Below are the records; copy every line in them that holds the string "spaces".

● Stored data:
--------
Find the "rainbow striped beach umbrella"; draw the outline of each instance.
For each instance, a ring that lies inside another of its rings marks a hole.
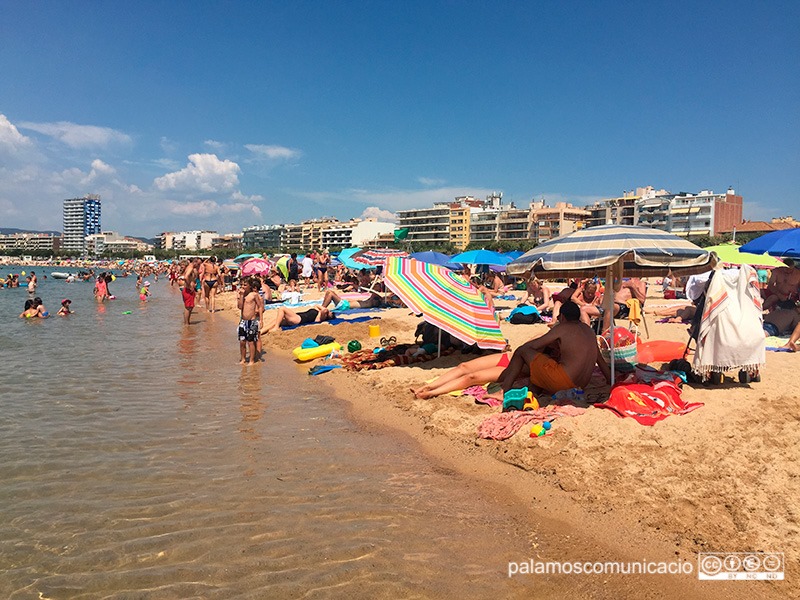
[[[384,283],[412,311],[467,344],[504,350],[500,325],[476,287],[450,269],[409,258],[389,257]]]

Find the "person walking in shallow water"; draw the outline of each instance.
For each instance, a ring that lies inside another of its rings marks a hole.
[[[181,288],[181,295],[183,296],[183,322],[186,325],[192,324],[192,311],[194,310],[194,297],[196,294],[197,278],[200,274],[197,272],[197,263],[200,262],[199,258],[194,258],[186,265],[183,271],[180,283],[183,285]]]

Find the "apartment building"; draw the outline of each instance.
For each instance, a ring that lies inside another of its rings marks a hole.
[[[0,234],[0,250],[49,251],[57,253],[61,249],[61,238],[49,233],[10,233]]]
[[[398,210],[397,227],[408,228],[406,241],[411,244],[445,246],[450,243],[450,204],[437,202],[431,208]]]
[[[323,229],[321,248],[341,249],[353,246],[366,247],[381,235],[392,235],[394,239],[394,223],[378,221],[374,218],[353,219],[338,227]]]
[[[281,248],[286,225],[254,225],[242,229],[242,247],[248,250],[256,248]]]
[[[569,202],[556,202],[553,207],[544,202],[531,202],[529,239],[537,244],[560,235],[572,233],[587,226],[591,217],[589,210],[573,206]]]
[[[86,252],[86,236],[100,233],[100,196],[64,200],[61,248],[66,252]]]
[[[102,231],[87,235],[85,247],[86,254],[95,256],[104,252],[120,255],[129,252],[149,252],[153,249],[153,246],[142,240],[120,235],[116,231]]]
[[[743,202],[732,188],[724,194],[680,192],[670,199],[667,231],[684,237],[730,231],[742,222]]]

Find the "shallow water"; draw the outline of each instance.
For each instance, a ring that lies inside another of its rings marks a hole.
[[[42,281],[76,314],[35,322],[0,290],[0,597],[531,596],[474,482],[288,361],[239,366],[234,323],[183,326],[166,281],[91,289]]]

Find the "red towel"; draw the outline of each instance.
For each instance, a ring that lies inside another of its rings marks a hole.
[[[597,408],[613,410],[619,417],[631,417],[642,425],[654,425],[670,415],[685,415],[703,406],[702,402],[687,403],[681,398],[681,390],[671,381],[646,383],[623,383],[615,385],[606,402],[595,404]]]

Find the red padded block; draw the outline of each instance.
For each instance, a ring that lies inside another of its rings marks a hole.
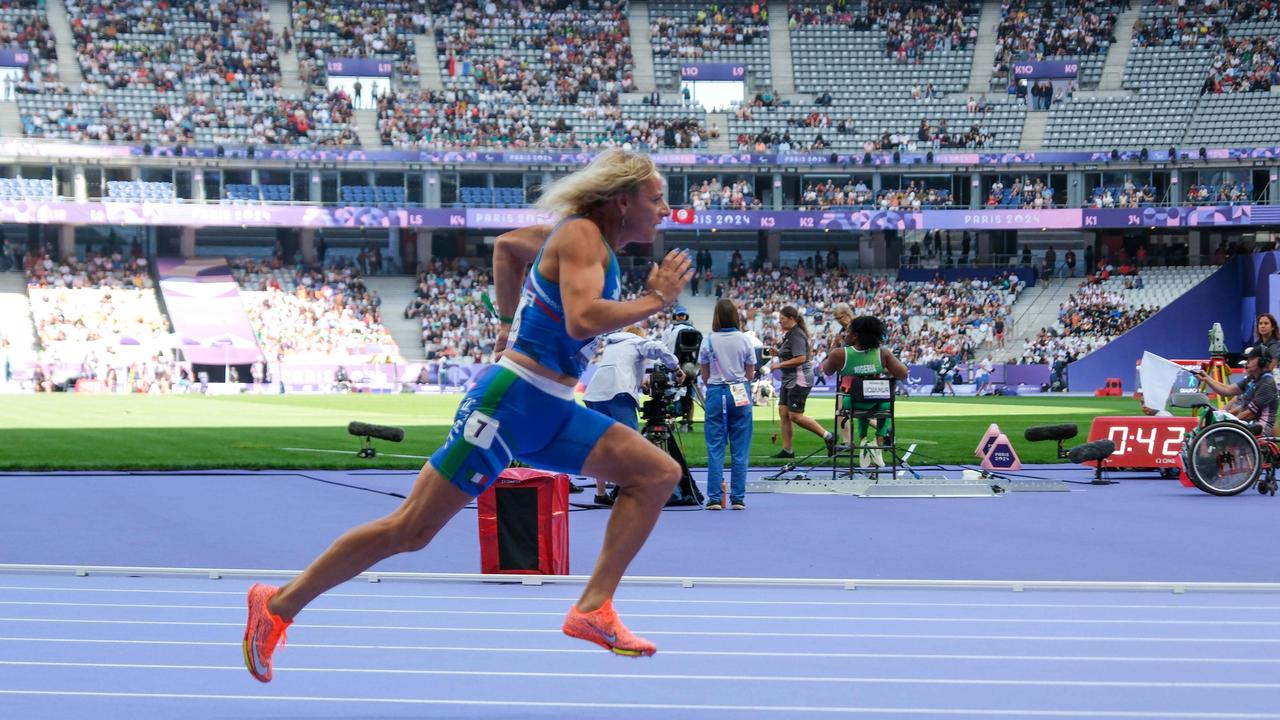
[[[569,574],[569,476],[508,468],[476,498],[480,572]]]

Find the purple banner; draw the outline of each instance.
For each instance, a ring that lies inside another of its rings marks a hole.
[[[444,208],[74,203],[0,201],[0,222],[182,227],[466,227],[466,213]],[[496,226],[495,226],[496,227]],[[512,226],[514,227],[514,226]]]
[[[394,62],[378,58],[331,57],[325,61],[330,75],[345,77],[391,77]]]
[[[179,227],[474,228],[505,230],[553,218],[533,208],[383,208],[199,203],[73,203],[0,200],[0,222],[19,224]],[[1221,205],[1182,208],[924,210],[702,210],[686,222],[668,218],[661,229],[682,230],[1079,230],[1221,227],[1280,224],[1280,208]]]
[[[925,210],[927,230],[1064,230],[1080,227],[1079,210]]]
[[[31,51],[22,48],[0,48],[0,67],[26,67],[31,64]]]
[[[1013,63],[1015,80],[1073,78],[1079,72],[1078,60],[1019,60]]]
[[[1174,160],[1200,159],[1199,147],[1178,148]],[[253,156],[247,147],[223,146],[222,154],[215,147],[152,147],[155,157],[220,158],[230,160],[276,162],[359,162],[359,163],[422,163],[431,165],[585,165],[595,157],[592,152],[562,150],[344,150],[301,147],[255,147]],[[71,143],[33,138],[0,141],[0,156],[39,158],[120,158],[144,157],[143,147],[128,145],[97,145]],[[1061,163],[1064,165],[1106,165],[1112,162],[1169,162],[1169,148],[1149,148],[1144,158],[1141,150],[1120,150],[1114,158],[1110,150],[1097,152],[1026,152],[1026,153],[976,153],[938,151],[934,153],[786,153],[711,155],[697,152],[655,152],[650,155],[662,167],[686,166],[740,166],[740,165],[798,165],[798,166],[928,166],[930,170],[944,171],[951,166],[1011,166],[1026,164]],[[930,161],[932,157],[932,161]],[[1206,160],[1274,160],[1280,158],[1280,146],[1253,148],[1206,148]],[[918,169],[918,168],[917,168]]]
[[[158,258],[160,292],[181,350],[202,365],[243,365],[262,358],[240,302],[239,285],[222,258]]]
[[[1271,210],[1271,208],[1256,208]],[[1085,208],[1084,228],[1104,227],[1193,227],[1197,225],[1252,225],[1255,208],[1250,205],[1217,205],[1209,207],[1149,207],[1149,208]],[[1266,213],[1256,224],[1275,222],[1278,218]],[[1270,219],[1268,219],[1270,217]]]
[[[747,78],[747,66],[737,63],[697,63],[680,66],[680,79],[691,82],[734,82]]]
--------
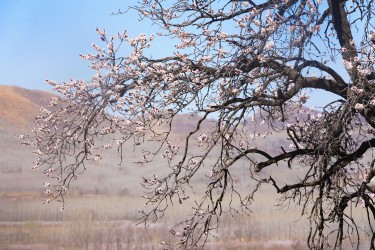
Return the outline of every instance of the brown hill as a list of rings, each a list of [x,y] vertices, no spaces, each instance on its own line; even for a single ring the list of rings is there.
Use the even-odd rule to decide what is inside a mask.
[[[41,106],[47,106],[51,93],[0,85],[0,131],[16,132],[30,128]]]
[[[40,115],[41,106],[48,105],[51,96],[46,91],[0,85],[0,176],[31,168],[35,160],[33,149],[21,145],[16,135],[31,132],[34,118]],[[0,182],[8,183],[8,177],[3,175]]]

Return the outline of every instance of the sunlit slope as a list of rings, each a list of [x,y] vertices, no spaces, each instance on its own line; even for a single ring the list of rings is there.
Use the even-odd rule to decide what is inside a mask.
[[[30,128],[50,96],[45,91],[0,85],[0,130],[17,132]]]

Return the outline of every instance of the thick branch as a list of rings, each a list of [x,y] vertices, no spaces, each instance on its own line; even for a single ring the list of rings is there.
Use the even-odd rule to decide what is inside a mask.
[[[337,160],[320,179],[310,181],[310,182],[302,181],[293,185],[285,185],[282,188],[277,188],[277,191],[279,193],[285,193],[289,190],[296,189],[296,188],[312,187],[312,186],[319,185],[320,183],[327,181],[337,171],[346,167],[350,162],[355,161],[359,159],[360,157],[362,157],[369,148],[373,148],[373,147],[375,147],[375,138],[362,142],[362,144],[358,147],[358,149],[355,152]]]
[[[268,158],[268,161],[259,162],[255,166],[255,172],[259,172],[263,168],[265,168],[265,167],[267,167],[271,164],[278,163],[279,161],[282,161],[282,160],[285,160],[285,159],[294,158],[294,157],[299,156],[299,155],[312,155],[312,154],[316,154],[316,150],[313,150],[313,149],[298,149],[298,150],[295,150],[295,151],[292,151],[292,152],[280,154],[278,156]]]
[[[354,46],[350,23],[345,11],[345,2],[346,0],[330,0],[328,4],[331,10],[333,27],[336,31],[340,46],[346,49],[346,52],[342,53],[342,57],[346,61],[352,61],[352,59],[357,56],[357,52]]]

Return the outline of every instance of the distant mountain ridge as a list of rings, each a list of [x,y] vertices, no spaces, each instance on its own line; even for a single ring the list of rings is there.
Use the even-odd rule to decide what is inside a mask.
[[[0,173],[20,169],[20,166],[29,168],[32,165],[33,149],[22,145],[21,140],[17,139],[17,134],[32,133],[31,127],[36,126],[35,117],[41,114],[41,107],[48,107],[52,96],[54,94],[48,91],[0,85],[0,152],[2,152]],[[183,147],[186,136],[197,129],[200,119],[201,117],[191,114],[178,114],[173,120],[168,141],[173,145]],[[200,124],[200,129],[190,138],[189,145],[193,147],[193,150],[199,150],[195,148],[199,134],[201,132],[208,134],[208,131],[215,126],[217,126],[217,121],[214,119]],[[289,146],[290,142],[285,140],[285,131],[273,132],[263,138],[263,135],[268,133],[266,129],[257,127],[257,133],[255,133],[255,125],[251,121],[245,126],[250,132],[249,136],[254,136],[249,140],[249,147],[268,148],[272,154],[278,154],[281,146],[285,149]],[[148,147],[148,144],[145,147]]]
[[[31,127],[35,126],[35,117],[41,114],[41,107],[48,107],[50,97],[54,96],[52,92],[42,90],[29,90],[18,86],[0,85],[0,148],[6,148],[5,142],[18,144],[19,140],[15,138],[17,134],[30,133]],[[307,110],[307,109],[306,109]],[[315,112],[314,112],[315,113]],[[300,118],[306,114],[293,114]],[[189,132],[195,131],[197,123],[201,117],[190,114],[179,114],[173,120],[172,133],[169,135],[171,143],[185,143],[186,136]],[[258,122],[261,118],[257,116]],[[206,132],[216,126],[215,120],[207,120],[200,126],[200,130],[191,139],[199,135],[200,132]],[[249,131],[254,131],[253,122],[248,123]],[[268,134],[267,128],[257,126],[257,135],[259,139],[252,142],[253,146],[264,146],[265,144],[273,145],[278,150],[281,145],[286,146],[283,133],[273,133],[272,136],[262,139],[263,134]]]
--------
● Problem solution:
Return the outline of every instance of the brown hill as a list of rings, each a list of [x,y] vertices, no spaces, each instance on its own line; even for a single ring the list of rings is there.
Return the outline of every instance of the sunlit slope as a list of rings, each a list of [x,y] vertices, no spaces, each instance on its own line; even for a single ring the list of rings is there.
Return the outline of every instance of the thick branch as a list of rings, each a list of [x,y] vertices, no spaces, each instance on its own line; even for a single ring the list of rings is there.
Return the outline of every instance of the distant mountain ridge as a list of rings, each a list of [x,y] vertices, no spaces, each instance on its own line; even for a single ring the list of rings is there.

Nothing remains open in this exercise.